Continue the forum thread about certificate validity periods and the host's system clock, picking up after its last sentence.

§ SOURCE TEXT:
--
What are the validity periods on the certificates and is the system clock right on this host?

openssl x509 -in /etc/origin/master/master.etcd-client.crt -noout -text | grep Not
openssl x509 -in /etc/origin/master/etcd.server.crt -noout -text | grep Not
...

abutcher on 7 Nov 2016

Good eye -- The clock is accurate for my timezone at least. I think I spun up the cluster with the openshift-ansible playbooks around 16:00ish, I want to say.

But, when I show the dates for those certs.... They appear to not kick in until for another 15 minutes.
--
§ SUPPLIED ENTRIES:
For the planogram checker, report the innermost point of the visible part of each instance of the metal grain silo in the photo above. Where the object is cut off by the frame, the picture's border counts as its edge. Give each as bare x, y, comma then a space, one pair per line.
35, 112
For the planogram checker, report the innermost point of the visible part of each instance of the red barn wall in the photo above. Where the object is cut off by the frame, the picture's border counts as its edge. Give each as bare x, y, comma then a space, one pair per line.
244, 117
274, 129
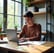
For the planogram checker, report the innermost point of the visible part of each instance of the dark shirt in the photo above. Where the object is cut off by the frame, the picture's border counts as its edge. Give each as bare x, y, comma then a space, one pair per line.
33, 31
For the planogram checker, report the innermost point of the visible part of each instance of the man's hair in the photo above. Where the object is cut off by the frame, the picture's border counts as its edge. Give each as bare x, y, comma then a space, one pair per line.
29, 14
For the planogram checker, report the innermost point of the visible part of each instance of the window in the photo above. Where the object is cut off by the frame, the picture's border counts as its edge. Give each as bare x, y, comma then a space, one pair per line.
1, 13
14, 14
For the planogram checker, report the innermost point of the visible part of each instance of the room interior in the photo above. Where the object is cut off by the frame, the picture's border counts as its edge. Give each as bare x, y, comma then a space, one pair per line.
11, 18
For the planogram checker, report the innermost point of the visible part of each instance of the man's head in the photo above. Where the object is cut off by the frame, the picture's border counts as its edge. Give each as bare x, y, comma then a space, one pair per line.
28, 17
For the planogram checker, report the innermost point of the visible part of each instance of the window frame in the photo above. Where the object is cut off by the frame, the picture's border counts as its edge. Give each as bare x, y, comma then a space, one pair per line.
17, 15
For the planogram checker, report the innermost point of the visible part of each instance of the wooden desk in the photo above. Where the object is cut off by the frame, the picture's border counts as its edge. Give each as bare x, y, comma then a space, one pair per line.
12, 46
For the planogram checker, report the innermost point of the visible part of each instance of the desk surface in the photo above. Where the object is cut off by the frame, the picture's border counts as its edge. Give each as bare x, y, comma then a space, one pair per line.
32, 48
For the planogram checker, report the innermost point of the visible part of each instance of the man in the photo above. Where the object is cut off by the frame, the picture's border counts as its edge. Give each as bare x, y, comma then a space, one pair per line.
30, 31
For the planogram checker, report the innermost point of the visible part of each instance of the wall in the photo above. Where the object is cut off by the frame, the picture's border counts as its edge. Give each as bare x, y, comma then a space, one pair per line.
41, 19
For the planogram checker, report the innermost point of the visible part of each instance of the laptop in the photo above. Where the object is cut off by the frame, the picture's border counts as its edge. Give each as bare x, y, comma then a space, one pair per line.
12, 35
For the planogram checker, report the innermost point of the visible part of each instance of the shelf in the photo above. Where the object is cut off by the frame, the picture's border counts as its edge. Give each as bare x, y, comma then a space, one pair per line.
39, 13
36, 2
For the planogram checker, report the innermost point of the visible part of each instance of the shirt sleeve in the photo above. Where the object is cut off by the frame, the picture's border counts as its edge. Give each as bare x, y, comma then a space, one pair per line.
38, 32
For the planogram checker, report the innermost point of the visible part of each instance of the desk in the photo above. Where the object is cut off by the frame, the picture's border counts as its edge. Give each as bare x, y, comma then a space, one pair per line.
12, 46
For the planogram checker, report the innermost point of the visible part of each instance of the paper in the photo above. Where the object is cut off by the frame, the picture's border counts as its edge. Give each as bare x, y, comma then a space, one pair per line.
4, 40
33, 42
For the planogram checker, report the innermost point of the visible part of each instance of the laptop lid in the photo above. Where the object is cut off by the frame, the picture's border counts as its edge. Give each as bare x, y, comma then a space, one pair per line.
12, 35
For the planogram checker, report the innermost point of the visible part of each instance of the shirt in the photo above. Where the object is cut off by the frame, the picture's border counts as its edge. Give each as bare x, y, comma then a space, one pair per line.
33, 31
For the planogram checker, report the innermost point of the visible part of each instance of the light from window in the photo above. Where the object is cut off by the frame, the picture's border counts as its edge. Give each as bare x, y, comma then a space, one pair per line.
10, 22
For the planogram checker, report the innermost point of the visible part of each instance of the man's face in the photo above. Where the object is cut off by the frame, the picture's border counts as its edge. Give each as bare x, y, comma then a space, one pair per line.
28, 19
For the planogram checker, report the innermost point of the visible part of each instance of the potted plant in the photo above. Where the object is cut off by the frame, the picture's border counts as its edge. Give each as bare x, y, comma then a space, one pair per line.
0, 28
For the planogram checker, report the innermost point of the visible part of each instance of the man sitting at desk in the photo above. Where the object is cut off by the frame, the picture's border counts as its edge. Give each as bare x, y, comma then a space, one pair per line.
30, 31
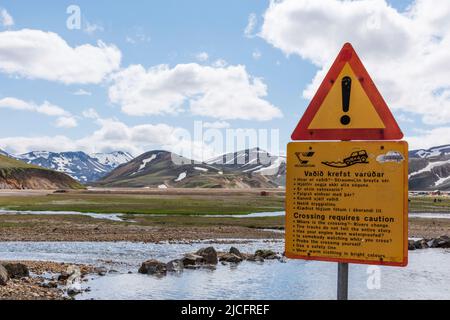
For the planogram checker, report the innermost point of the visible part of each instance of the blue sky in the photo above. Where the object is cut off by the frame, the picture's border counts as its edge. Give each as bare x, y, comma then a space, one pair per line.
278, 69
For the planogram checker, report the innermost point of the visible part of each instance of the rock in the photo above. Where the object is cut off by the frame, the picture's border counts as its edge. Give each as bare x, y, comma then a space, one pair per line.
63, 276
231, 257
153, 267
191, 259
443, 242
265, 253
73, 291
421, 244
236, 251
17, 270
3, 276
433, 243
209, 255
254, 258
101, 271
174, 266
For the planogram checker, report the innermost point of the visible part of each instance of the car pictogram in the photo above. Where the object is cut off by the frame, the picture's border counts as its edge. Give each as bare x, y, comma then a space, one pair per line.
356, 157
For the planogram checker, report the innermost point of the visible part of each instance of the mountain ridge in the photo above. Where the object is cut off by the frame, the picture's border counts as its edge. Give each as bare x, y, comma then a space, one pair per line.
15, 174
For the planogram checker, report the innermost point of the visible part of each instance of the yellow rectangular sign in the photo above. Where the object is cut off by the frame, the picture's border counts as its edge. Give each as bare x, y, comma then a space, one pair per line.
348, 202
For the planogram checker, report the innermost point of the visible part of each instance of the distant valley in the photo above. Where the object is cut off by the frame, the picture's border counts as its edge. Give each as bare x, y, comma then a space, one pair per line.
429, 169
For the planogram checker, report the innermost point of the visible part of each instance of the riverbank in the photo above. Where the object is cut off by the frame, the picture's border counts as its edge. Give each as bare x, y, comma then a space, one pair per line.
248, 280
147, 201
147, 228
42, 280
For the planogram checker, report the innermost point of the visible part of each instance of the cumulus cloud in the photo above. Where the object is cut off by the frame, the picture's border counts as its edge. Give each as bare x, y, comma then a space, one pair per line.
6, 20
218, 92
66, 122
65, 118
91, 114
251, 25
425, 139
37, 54
406, 52
82, 92
256, 54
202, 56
216, 125
115, 135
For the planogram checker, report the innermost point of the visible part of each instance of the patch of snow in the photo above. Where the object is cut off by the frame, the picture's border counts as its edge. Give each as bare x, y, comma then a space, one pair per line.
272, 169
113, 159
146, 161
440, 181
182, 176
430, 166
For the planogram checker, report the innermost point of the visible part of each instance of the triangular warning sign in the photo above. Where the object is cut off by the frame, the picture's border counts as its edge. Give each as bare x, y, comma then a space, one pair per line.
347, 106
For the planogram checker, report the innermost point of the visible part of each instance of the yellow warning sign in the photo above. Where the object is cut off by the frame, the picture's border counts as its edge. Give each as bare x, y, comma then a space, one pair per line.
347, 202
346, 106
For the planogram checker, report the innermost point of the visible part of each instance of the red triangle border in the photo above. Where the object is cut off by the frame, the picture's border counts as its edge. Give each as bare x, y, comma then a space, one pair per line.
391, 131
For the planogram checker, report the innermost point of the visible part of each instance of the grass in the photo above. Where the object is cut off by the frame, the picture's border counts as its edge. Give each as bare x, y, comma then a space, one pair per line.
429, 204
203, 221
9, 163
146, 204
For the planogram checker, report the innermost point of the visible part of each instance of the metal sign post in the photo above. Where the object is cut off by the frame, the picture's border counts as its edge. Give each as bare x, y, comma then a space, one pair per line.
347, 200
342, 284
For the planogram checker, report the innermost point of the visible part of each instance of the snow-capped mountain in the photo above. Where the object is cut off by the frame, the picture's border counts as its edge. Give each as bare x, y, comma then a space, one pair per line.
78, 165
113, 159
253, 160
430, 153
253, 168
430, 169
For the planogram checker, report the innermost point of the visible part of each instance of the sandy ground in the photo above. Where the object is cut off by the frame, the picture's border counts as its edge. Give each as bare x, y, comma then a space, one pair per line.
65, 228
36, 287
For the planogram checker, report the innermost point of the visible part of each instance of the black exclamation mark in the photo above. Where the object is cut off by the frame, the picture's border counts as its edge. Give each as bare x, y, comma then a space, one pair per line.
346, 90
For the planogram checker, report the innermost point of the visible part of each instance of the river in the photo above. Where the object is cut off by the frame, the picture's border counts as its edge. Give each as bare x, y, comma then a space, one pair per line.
426, 277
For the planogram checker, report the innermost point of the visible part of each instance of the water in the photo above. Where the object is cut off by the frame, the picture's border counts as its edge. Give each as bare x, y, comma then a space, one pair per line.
120, 216
426, 277
102, 216
430, 215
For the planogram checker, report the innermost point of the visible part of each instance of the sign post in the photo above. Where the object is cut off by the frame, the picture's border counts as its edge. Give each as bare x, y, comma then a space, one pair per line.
342, 281
347, 200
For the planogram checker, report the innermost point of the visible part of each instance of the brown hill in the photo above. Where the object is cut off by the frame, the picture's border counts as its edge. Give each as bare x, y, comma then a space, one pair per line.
16, 174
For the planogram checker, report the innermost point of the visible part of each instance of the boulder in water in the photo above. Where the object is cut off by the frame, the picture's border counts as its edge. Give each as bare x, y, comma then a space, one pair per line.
17, 270
4, 278
209, 255
153, 267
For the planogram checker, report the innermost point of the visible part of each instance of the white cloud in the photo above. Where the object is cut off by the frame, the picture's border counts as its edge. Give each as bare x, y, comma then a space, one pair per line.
407, 53
218, 92
91, 28
216, 125
139, 36
82, 92
202, 56
220, 63
91, 114
114, 135
45, 55
65, 119
66, 122
426, 139
256, 54
6, 20
251, 25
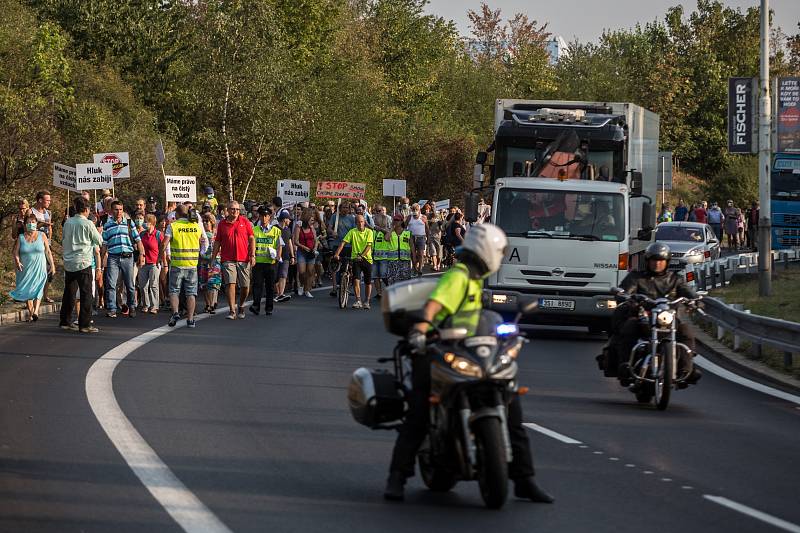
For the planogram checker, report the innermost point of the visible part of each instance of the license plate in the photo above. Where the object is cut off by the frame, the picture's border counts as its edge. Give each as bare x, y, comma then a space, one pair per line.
547, 303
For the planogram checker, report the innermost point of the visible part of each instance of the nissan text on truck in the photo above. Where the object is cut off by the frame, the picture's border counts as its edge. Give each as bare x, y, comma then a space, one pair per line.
572, 186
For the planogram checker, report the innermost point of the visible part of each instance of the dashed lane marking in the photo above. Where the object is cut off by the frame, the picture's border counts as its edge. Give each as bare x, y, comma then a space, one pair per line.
753, 513
750, 384
552, 434
181, 503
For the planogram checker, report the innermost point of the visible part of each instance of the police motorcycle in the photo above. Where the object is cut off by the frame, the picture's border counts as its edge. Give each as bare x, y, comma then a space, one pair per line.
472, 381
653, 364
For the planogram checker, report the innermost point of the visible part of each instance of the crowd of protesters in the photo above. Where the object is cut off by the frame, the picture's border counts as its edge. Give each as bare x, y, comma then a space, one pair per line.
739, 226
122, 260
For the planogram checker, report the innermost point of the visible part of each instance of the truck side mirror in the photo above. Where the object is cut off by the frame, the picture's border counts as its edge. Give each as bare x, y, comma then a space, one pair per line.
471, 200
648, 216
637, 183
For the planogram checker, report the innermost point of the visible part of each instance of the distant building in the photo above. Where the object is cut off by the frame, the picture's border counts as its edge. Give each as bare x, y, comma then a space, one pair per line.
556, 47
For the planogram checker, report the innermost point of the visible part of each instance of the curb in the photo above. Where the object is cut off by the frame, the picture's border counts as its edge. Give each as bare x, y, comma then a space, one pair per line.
735, 362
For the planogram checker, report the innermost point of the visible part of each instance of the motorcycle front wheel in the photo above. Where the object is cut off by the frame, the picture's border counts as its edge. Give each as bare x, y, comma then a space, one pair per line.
663, 384
492, 465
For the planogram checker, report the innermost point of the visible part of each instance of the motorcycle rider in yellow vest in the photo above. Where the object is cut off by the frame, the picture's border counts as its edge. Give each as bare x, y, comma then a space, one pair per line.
268, 249
187, 241
456, 302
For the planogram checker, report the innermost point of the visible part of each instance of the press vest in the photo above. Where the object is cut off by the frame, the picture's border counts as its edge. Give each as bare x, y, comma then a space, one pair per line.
185, 243
266, 240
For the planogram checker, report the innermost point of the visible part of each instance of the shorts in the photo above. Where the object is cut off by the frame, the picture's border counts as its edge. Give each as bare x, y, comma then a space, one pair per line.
380, 269
303, 260
236, 272
283, 269
434, 247
362, 267
183, 278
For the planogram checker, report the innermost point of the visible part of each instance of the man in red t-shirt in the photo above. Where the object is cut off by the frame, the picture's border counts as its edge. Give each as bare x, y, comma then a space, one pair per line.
236, 245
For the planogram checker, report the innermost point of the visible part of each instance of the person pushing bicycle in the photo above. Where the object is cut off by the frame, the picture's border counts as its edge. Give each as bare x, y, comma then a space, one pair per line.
361, 240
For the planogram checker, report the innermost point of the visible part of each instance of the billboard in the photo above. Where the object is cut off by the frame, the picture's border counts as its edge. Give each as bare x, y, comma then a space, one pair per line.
788, 115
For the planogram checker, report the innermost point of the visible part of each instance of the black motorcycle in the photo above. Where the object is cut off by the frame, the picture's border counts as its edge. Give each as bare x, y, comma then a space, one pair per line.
472, 381
654, 360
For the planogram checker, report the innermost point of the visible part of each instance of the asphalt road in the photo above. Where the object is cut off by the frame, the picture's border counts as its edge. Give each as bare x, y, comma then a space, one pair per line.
251, 417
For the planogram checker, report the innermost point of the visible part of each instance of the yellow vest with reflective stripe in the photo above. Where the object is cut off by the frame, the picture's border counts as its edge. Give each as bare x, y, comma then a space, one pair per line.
--
§ ANSWER TO THIS TASK:
[root@test-cluster-master-0 openshift]# date
Mon Nov  7 17:58:13 EST 2016
[root@test-cluster-master-0 openshift]# openssl x509 -in /etc/origin/master/master.etcd-client.crt -noout -text | grep Not
            Not Before: Nov  7 23:14:32 2016 GMT
            Not After : Nov  7 23:14:33 2018 GMT
[root@test-cluster-master-0 openshift]# openssl x509 -in /etc/origin/master/etcd.server.crt -noout -text | grep Not
            Not Before: Nov  7 23:14:33 2016 GMT
            Not After : Nov  7 23:14:34 2018 GMT

Also, for what it's worth, the machine where I ran the playbooks from has the system clock in UTC, unsure if that plays a role.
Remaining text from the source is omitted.